* START THE DATA *

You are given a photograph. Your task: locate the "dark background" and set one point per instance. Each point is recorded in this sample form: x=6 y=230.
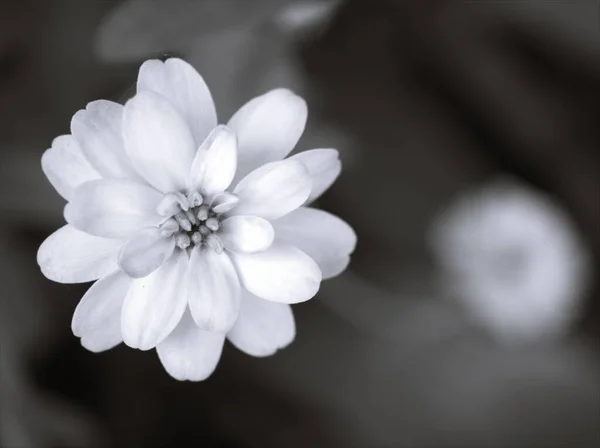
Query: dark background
x=425 y=100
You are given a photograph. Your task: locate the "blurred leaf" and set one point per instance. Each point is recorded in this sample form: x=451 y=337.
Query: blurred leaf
x=140 y=28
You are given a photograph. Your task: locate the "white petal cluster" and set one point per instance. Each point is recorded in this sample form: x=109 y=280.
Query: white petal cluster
x=514 y=260
x=196 y=232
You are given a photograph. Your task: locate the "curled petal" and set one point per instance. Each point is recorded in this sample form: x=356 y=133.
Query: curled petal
x=214 y=290
x=72 y=256
x=113 y=208
x=158 y=141
x=268 y=127
x=281 y=273
x=324 y=237
x=98 y=129
x=273 y=190
x=190 y=353
x=263 y=327
x=66 y=167
x=247 y=234
x=215 y=162
x=185 y=89
x=145 y=252
x=97 y=318
x=154 y=304
x=324 y=167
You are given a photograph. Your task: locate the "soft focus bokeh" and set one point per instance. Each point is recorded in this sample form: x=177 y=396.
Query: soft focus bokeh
x=469 y=135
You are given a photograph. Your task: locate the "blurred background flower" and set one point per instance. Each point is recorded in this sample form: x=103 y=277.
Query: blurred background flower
x=514 y=259
x=427 y=102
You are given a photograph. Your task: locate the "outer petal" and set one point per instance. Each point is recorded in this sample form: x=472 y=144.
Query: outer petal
x=185 y=89
x=66 y=167
x=247 y=234
x=268 y=127
x=145 y=252
x=158 y=141
x=281 y=273
x=214 y=295
x=215 y=162
x=273 y=190
x=324 y=167
x=190 y=353
x=113 y=208
x=324 y=237
x=72 y=256
x=263 y=327
x=98 y=129
x=154 y=304
x=97 y=318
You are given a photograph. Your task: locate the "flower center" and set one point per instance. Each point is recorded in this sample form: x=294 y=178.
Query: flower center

* END THE DATA *

**GIVEN PROBLEM**
Give every line of the records above as a Markdown table with the columns Row and Line, numbering the rows and omitting blank lines. Leave the pictures out of the table.

**FINAL RESULT**
| Row | Line |
|---|---|
| 1 | You are given a photograph. Your task: locate the "dark background" and set one point per instance. Each point is recorded in this sample form: x=6 y=230. |
| 2 | Query: dark background |
| 3 | x=425 y=100 |
| 4 | You are given a photograph. Your task: locate the "blurred leaf" and set one point per instance. Each point is recorded in this sample form: x=451 y=337. |
| 5 | Query: blurred leaf |
| 6 | x=140 y=28 |
| 7 | You are given a photograph. Your task: locate the "white petal cluster" and set one point per instance. Each point is recorded in this sample form: x=109 y=280. |
| 8 | Query: white petal cluster |
| 9 | x=514 y=260 |
| 10 | x=196 y=232 |
| 11 | You are given a photograph. Your task: locate the "curled petal" and set one point per instance. Each point is recorded in this sample form: x=356 y=133. |
| 12 | Query: curled petal |
| 13 | x=214 y=290 |
| 14 | x=72 y=256 |
| 15 | x=113 y=208 |
| 16 | x=158 y=141 |
| 17 | x=268 y=127 |
| 18 | x=281 y=273 |
| 19 | x=324 y=237 |
| 20 | x=98 y=129 |
| 21 | x=273 y=190 |
| 22 | x=190 y=353 |
| 23 | x=263 y=327 |
| 24 | x=66 y=167 |
| 25 | x=247 y=234 |
| 26 | x=215 y=162 |
| 27 | x=185 y=89 |
| 28 | x=145 y=252 |
| 29 | x=97 y=318 |
| 30 | x=154 y=304 |
| 31 | x=324 y=167 |
| 32 | You are given a photograph. Your task: locate the "soft focus bokeh" and set one point per instance. Each point is recorded in this sample form: x=177 y=396. |
| 33 | Query: soft focus bokeh |
| 34 | x=469 y=135 |
| 35 | You are given a photograph. Your task: locate the "blurred background flower" and set one point per instance. Each point is recorded in this sample form: x=103 y=277. |
| 36 | Query: blurred background flower |
| 37 | x=514 y=259 |
| 38 | x=427 y=102 |
| 39 | You are given a photograph. Your task: locate the "outer petal" and set one point per instance. Each point is recorded in this sample form: x=472 y=144. |
| 40 | Query: outer petal |
| 41 | x=185 y=89 |
| 42 | x=66 y=167 |
| 43 | x=247 y=234 |
| 44 | x=268 y=127 |
| 45 | x=145 y=252 |
| 46 | x=158 y=141 |
| 47 | x=281 y=273 |
| 48 | x=214 y=295 |
| 49 | x=215 y=162 |
| 50 | x=273 y=190 |
| 51 | x=324 y=167 |
| 52 | x=190 y=353 |
| 53 | x=113 y=208 |
| 54 | x=324 y=237 |
| 55 | x=72 y=256 |
| 56 | x=263 y=327 |
| 57 | x=98 y=129 |
| 58 | x=154 y=304 |
| 59 | x=97 y=318 |
| 60 | You are given a photograph. Your task: locate the "flower center" and set one point per instance. Each point is recorded in this sample form: x=294 y=178. |
| 61 | Query: flower center |